Would you retype, word for word, the line with "Would you kindly pick out the bright" and every line after it through the end of the records below?

Top of DATA IN THIS EXERCISE

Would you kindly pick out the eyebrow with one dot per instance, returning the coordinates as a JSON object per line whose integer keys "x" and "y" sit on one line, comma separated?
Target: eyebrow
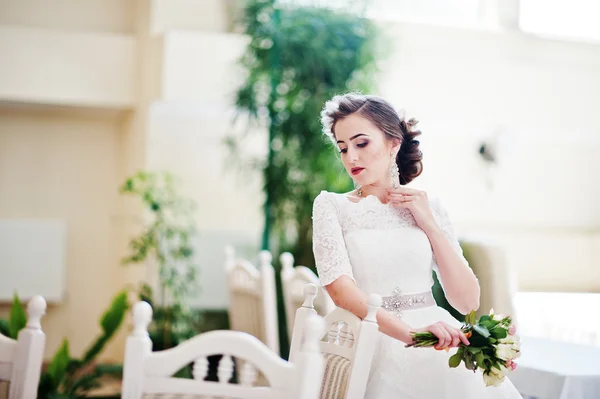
{"x": 353, "y": 137}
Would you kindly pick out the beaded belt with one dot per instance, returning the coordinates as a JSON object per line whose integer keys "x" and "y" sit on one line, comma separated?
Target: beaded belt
{"x": 399, "y": 302}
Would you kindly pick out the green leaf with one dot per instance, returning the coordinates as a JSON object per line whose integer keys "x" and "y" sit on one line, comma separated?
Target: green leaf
{"x": 499, "y": 333}
{"x": 471, "y": 318}
{"x": 114, "y": 370}
{"x": 455, "y": 360}
{"x": 17, "y": 320}
{"x": 4, "y": 330}
{"x": 481, "y": 331}
{"x": 58, "y": 366}
{"x": 110, "y": 322}
{"x": 85, "y": 384}
{"x": 480, "y": 359}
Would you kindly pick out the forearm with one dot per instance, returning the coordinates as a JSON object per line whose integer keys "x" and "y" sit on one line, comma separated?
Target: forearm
{"x": 346, "y": 295}
{"x": 460, "y": 284}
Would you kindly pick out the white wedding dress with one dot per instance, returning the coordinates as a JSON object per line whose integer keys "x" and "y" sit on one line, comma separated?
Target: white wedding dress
{"x": 384, "y": 251}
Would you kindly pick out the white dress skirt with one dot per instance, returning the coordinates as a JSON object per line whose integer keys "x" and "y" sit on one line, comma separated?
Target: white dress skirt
{"x": 385, "y": 252}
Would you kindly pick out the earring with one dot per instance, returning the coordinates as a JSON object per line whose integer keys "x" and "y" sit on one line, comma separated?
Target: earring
{"x": 394, "y": 174}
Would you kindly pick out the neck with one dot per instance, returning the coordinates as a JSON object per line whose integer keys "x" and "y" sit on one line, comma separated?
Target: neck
{"x": 377, "y": 189}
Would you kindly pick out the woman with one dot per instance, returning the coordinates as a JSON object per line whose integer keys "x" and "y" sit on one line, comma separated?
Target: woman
{"x": 385, "y": 238}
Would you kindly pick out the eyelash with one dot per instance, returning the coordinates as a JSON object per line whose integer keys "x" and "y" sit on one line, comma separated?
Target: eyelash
{"x": 361, "y": 145}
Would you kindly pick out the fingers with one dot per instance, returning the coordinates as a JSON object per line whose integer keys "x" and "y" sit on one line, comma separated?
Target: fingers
{"x": 444, "y": 338}
{"x": 406, "y": 190}
{"x": 463, "y": 338}
{"x": 447, "y": 335}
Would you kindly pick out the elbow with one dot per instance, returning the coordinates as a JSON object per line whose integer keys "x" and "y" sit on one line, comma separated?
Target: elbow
{"x": 466, "y": 301}
{"x": 470, "y": 302}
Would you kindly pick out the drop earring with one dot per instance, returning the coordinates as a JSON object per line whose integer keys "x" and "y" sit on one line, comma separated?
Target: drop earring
{"x": 394, "y": 173}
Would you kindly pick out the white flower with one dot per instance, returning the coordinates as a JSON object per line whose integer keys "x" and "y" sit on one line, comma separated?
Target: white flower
{"x": 513, "y": 340}
{"x": 507, "y": 351}
{"x": 495, "y": 377}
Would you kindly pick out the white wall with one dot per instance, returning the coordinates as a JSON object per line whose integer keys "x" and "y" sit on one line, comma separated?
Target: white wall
{"x": 464, "y": 86}
{"x": 67, "y": 68}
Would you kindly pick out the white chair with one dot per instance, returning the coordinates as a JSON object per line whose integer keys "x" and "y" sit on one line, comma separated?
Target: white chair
{"x": 497, "y": 282}
{"x": 21, "y": 360}
{"x": 348, "y": 348}
{"x": 293, "y": 280}
{"x": 253, "y": 301}
{"x": 147, "y": 372}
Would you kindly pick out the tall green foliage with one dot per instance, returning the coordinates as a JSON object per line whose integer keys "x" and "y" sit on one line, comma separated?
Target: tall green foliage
{"x": 166, "y": 243}
{"x": 67, "y": 377}
{"x": 296, "y": 59}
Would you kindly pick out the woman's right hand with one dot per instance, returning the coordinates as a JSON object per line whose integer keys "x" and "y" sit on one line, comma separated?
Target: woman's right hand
{"x": 447, "y": 335}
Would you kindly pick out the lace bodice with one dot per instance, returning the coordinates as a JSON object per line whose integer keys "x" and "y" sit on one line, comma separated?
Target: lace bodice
{"x": 379, "y": 246}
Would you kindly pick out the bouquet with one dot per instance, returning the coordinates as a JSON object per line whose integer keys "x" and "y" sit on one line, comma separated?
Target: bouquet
{"x": 493, "y": 348}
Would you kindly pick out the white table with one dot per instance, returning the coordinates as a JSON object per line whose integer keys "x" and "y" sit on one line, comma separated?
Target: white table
{"x": 557, "y": 370}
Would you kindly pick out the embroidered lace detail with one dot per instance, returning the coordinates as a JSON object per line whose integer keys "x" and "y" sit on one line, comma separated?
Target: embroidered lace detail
{"x": 334, "y": 216}
{"x": 369, "y": 213}
{"x": 329, "y": 247}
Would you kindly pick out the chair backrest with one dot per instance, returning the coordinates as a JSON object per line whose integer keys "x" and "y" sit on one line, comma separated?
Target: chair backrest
{"x": 21, "y": 360}
{"x": 293, "y": 280}
{"x": 348, "y": 346}
{"x": 147, "y": 372}
{"x": 498, "y": 283}
{"x": 253, "y": 301}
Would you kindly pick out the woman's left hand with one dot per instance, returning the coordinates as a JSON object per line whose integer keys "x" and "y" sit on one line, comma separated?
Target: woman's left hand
{"x": 417, "y": 202}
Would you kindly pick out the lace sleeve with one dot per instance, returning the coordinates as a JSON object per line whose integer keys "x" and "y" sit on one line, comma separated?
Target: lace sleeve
{"x": 443, "y": 220}
{"x": 329, "y": 247}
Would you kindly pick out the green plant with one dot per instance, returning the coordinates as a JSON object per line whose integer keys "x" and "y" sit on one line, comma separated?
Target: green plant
{"x": 165, "y": 243}
{"x": 296, "y": 59}
{"x": 17, "y": 319}
{"x": 67, "y": 377}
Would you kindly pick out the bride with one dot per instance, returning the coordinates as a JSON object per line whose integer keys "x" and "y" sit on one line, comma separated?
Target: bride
{"x": 386, "y": 238}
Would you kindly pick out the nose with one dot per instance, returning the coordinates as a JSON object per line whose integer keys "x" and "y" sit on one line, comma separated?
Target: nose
{"x": 352, "y": 155}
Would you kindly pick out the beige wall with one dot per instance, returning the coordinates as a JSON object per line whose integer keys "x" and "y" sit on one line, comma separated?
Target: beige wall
{"x": 56, "y": 164}
{"x": 110, "y": 16}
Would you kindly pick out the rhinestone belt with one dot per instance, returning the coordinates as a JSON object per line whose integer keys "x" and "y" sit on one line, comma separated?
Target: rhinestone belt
{"x": 399, "y": 302}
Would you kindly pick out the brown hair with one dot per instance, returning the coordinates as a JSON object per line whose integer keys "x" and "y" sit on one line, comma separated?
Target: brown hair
{"x": 384, "y": 116}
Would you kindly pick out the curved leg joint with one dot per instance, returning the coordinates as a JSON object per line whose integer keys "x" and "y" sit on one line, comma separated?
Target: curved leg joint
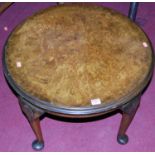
{"x": 32, "y": 113}
{"x": 129, "y": 111}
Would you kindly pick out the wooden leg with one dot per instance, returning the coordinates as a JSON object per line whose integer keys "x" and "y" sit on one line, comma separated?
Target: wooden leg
{"x": 32, "y": 113}
{"x": 129, "y": 111}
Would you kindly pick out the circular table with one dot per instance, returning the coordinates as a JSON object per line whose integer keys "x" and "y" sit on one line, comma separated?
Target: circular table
{"x": 78, "y": 61}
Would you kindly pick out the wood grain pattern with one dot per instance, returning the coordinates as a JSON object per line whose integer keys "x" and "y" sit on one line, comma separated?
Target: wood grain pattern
{"x": 71, "y": 54}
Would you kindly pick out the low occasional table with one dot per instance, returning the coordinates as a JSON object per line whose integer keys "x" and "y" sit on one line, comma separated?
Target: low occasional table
{"x": 78, "y": 61}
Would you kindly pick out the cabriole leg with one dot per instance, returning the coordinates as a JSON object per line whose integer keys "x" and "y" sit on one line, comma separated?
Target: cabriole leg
{"x": 129, "y": 111}
{"x": 32, "y": 113}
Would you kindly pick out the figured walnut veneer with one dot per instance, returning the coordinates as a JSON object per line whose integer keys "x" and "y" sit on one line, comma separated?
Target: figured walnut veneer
{"x": 69, "y": 55}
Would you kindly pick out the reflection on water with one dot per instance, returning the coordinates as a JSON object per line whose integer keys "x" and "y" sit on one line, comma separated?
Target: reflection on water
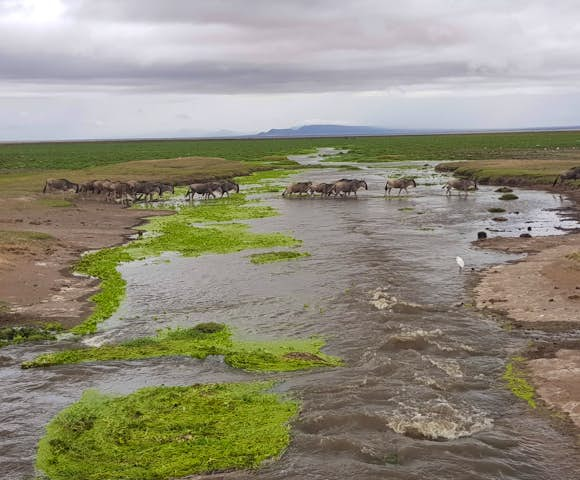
{"x": 421, "y": 395}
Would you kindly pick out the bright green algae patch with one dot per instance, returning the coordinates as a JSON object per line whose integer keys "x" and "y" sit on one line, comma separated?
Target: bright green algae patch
{"x": 199, "y": 342}
{"x": 517, "y": 383}
{"x": 166, "y": 432}
{"x": 177, "y": 233}
{"x": 269, "y": 257}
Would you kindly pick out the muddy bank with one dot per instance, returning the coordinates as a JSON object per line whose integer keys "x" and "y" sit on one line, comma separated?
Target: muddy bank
{"x": 36, "y": 282}
{"x": 542, "y": 292}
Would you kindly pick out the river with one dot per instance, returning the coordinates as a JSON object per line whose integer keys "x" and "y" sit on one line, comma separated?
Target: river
{"x": 421, "y": 395}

Bottom of DATA IN THIS EXERCISE

• OUTPUT FOR THIS TASK:
Would you kindly pick out the bright green algae patch with one dot per instance, returning the coordinates as a JSON object per line whose integer keys "x" and "y" sit on one line, comma separated?
Target: bright green algae patch
{"x": 199, "y": 342}
{"x": 517, "y": 383}
{"x": 166, "y": 432}
{"x": 177, "y": 233}
{"x": 269, "y": 257}
Would you kindly pick out the muddy bank with one dot per instance, returning the coordinates as a JSON object per line whose integer keys "x" and "y" sit on one line, comma separated?
Target: muddy bank
{"x": 36, "y": 282}
{"x": 542, "y": 292}
Would you kindly pick out the river with one dot per instance, returning the coordinates as a JSON object per line whose integer keys "x" and "y" sit on one line, comma separated?
Target: river
{"x": 421, "y": 395}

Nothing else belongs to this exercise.